Reading text:
+ + + + +
You needn't take offence; the you was directed at "why do people". Some, most, many.

And the THREAD is about being growled at.

I hear "my dog is food motivated" or works better for treats but in agility at least, there's not a single person not using it so does the dog work better for it or are you making it food motivated? Not YOU you but you, you know?  

In professional agility, they end reward with the tug so I get your point.

It's like at the dog shows where the judge examines the dog, the handler often/always stuffs a treat in its mouth. What's is your dog so poorly trained that it can't stand still or be trusted to be examined as required?

When I train to drop or out, I take the item and praise. No growling allowed and the dog quickly learns what's expected to get to the next phase of fun. I never have to say drop more than once with a toy or stick or ball. I only say bring it here with the tug if I want to continue to tug. Drop or leave it still means drop or leave it.

I guess I don't really agree with treating for everything even in training. But far smarter people than me do it all the time and I'm sure it's a shortcut for many.

The agility teacher looked at me like I had three heads for not bringing a bag full of treats. But the only issue I ever had there was calling Harley too soon in the tunnel and he would turn around since it was the shortest distance to my voice. He had to be mostly through before I called him because his recall was too strong. All he wants is praise, an ear rub and to please you.


----------



## dogma13 (Mar 8, 2014)

@WNGD the reason for using treats as a reward is because many dogs respond best and learn fastest with that motivator.Others regard a toy or praise as the ultimate.It's the same principal as the Pavlov's Dog experiment - when the dog completes the task the pleasure center in his brain is triggered.When you phase the treat/toy out the 'programming' remains.
The same thing happens when you grab the leash for an outing and the dog's eyes light up or he hears the food bowl clank.
+ + + + +
Records in a dataset:
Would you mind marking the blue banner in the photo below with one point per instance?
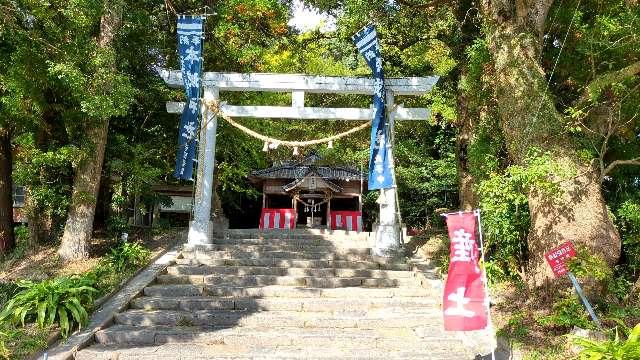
(190, 51)
(380, 173)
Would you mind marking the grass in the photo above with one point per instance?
(21, 342)
(42, 263)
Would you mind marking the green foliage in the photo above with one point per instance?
(504, 204)
(127, 256)
(515, 327)
(628, 219)
(586, 264)
(7, 290)
(63, 300)
(4, 352)
(568, 312)
(616, 348)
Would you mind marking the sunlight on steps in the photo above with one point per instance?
(295, 295)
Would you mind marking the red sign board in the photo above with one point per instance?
(557, 258)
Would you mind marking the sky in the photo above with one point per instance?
(306, 19)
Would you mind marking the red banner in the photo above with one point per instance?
(278, 219)
(465, 300)
(348, 220)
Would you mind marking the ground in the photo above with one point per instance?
(42, 263)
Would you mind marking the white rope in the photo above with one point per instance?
(214, 105)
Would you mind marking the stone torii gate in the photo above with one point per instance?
(388, 235)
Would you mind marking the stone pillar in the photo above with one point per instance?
(387, 241)
(201, 226)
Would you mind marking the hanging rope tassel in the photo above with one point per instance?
(214, 106)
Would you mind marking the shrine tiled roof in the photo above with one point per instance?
(300, 169)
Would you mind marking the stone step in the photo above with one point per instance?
(297, 263)
(262, 280)
(373, 319)
(239, 253)
(297, 234)
(329, 248)
(282, 291)
(191, 303)
(429, 350)
(301, 242)
(287, 271)
(274, 336)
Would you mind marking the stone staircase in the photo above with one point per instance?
(274, 296)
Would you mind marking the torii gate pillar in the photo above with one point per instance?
(388, 231)
(387, 237)
(201, 228)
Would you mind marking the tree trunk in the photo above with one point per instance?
(468, 199)
(530, 120)
(86, 183)
(7, 240)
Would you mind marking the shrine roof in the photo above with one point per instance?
(292, 169)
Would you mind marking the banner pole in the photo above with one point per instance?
(486, 285)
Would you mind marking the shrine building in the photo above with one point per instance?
(309, 194)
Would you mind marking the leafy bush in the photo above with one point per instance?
(614, 349)
(7, 290)
(568, 312)
(505, 210)
(4, 352)
(127, 256)
(63, 299)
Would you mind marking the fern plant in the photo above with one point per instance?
(63, 300)
(128, 255)
(4, 352)
(615, 349)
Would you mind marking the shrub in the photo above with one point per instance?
(7, 290)
(127, 256)
(63, 300)
(614, 349)
(4, 352)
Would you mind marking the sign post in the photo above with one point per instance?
(556, 258)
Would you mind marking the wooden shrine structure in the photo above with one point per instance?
(387, 233)
(319, 195)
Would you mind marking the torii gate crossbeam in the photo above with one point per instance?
(388, 230)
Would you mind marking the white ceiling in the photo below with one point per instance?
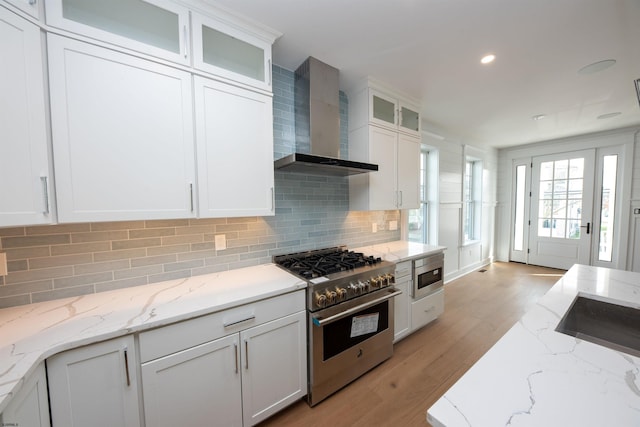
(431, 50)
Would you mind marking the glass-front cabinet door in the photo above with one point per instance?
(224, 50)
(155, 27)
(382, 109)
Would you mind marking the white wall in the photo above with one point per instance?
(629, 192)
(461, 259)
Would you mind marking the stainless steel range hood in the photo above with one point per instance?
(317, 115)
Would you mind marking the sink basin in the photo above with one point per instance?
(611, 325)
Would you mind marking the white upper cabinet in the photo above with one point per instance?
(225, 50)
(384, 130)
(32, 7)
(155, 27)
(122, 131)
(234, 138)
(26, 189)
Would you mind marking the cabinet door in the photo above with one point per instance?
(196, 387)
(29, 6)
(227, 51)
(155, 27)
(402, 302)
(383, 109)
(30, 406)
(409, 119)
(408, 172)
(122, 134)
(95, 385)
(274, 366)
(382, 184)
(235, 150)
(24, 159)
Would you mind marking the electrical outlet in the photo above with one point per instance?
(3, 264)
(221, 242)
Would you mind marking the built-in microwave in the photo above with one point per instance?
(427, 275)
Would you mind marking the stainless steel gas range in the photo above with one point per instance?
+ + + + +
List of tasks:
A - Decide whether each statement agrees with the dog-training thread, giving yes or no and quoting the deciding words: (i) In professional agility, the end reward is given with the tug. (ii) Harley's owner brought a bag full of treats to agility. (iii) dogma13 says that once the treat or toy is phased out, the programming remains.
B - Pick up the dog-training thread after its final sentence and continue it.

Outputs by task:
A -
(i) Yes: "In professional agility, they end reward with the tug"
(ii) No: "The agility teacher looked at me like I had three heads for not bringing a bag full of treats."
(iii) Yes: "When you phase the treat/toy out the 'programming' remains."

B -
Of course you wouldn't offer a reward at the moment a dog growls which would reinforce that response.


----------



## WNGD (Jan 15, 2005)

Steve Strom said:


> Even though we're all telling you the same thing, it could be too many different things to try at once. I think the root of the problem is really her outing the toy. Its a lot more difficult to clean that up with a ball then a tug. It may be better if you concentrate on just that for a while. The key is outing on command and biting on command or just you telling her its ok to. See if this helps:


Great video. But where was the hot dog and cheese?


----------



## WNGD (Jan 15, 2005)

dogma13 said:


> @WNGD the reason for using treats as a reward is because many dogs respond best and learn fastest with that motivator.Others regard a toy or praise as the ultimate.It's the same principal as the Pavlov's Dog experiment - when the dog completes the task the pleasure center in his brain is triggered.When you phase the treat/toy out the 'programming' remains.
> The same thing happens when you grab the leash for an outing and the dog's eyes light up or he hears the food bowl clank.
> Of course you wouldn't offer a reward at the moment a dog growls which would reinforce that response.


I get it, just having a little fun. 
I do believe that most people aren't looking for what motivates the dog fastest but default to a bagful of treats regardless though and it's a sensitive point for a lot of owners.


----------



## Cassidy's Mom (Mar 30, 2003)

WNGD said:


> *I do believe that most people aren't looking for what motivates the dog fastest* but default to a bagful of treats.....


Not in my experience. I do flyball, and like agility, the preferred reward is also a tug. But even so, some of the foundation behaviors that go into ultimately doing full runs racing on a team against another team of dogs are initially taught using food. You can get many more repetitions in a short period of time using a treat than you can using a tug. We train the box turn using a target stick and it just makes sense to click/treat, click/treat for nose touches in rapid succession rather than to tug each time.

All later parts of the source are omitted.